═════ Dataset extract ═════
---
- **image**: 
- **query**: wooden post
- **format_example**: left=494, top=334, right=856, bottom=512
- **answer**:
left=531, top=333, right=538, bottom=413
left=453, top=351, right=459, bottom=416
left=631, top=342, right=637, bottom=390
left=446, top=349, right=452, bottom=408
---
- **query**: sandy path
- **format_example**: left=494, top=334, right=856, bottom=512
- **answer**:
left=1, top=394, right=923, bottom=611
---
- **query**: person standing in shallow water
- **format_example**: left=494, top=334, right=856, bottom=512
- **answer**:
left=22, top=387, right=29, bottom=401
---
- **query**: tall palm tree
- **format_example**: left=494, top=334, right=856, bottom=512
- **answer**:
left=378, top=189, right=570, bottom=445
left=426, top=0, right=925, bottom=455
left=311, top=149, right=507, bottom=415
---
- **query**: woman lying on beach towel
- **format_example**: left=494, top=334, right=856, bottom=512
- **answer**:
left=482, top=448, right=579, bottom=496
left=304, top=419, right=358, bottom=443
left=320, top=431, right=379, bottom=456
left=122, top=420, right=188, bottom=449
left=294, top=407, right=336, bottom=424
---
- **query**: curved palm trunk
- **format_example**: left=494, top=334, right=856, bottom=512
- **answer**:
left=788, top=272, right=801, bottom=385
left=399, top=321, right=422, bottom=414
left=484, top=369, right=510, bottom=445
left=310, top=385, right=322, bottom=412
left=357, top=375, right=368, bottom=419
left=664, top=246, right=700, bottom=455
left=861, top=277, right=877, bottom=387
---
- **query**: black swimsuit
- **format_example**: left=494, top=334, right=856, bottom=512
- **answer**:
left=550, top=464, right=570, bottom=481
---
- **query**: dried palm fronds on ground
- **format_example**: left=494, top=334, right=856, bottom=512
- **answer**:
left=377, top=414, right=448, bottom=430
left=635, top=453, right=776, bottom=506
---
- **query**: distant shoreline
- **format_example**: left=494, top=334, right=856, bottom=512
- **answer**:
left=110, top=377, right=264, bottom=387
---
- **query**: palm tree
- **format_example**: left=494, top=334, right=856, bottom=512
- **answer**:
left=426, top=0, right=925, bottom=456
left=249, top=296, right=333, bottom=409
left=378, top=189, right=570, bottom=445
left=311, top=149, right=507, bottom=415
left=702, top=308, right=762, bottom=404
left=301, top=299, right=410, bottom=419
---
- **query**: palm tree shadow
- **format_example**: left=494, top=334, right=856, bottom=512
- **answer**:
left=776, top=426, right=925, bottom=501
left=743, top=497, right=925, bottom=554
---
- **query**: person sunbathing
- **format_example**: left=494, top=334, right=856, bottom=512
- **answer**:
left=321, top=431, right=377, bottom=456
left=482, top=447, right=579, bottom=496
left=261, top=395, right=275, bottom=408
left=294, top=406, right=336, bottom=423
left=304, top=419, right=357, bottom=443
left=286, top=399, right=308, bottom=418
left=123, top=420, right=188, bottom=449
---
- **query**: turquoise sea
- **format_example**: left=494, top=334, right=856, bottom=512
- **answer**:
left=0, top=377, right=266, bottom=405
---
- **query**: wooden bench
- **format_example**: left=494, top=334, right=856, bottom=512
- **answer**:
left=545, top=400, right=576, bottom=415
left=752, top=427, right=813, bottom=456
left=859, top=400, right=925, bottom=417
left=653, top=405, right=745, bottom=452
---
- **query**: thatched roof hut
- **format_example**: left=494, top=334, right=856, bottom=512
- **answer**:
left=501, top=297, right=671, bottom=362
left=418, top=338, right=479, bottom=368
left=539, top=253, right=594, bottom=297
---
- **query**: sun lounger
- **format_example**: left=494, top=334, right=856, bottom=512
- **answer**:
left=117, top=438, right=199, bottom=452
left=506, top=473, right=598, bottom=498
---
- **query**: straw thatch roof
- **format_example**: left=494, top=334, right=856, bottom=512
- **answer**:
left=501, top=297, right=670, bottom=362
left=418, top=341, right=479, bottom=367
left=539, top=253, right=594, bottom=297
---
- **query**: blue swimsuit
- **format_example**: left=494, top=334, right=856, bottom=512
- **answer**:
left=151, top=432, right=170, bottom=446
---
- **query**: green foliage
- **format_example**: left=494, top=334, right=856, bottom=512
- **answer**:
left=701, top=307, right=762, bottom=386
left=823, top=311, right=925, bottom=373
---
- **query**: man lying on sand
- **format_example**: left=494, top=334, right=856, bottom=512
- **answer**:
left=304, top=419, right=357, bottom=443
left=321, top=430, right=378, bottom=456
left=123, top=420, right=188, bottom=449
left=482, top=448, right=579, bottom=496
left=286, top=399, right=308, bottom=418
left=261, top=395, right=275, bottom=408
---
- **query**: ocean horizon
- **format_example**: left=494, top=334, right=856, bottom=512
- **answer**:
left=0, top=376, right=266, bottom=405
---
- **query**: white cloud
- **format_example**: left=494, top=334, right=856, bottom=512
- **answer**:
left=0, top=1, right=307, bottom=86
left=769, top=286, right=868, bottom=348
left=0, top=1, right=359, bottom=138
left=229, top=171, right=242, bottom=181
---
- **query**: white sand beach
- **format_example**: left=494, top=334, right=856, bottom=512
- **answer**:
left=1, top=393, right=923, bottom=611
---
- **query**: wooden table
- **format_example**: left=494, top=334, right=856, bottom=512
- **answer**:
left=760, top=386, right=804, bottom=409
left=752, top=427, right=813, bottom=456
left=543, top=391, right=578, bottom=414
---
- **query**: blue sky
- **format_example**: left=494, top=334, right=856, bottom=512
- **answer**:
═════
• _Your goal_: Only the number is wanted: how many lines in the entries above contain the string "beach"?

• _Written answer_: 2